Reproduce the entries below word for word, starting at the first line and stopping after the line that contains "column 94, row 11". Leave the pictures out of your answer.

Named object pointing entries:
---------------
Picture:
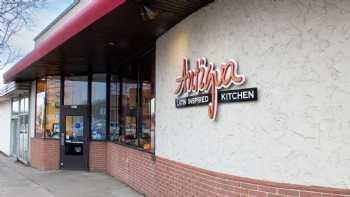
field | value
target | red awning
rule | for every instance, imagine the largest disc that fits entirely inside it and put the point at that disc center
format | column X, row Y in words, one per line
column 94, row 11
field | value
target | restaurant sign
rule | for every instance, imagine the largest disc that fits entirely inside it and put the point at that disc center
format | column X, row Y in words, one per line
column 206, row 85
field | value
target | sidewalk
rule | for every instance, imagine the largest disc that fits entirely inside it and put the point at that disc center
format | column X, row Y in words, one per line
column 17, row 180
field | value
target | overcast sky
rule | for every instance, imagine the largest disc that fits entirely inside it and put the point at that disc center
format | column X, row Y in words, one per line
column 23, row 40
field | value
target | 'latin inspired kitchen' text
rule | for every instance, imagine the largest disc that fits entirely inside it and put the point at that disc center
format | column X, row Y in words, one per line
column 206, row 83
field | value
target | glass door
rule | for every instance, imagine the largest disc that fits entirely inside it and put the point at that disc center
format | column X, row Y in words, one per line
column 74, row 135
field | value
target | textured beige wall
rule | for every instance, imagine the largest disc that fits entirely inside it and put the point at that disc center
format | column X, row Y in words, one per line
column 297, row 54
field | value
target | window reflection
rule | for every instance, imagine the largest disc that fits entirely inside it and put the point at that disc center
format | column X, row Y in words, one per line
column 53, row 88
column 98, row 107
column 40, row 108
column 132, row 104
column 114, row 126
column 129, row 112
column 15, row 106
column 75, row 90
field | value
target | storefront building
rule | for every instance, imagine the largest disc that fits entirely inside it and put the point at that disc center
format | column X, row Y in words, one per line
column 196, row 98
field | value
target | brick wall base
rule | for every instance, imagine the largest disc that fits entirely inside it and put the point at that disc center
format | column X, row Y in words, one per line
---------------
• **Result below**:
Picture:
field | value
target | red awning
rule | for every instance, imagine the largest disc that fits entirely inside it and put the point at that disc center
format | column X, row Y in words, one per line
column 94, row 11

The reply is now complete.